What is expected → Please change "tree trunk" to "trunk" throughout the listing below, leaving everything else as it is. Leave the pictures out of your answer.

Picture shape labeling items
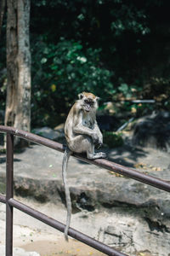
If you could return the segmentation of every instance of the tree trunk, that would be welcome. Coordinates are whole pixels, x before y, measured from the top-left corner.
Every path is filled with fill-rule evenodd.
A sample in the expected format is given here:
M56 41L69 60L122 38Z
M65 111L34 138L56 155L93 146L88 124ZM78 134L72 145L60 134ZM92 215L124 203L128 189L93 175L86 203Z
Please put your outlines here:
M30 131L30 0L8 0L7 9L8 84L5 125Z
M6 4L6 0L0 1L0 38L1 38L1 30L3 26L3 19L5 11L5 4Z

Output →
If you could return the segmentation of every instance of the trunk, that would be welcome. Coordinates are whole pixels, x before y, measured from the top-left corner.
Every path is filled with fill-rule evenodd.
A sample in the expected format is given here:
M56 41L69 60L122 38Z
M65 111L34 138L56 155L93 146L88 124ZM78 134L72 145L60 134ZM92 215L124 203L128 189L93 175L86 203Z
Please put your outlines here:
M30 131L30 0L8 0L7 9L8 84L5 125Z
M6 4L6 0L0 1L0 38L1 38L1 30L3 26L3 19L5 11L5 4Z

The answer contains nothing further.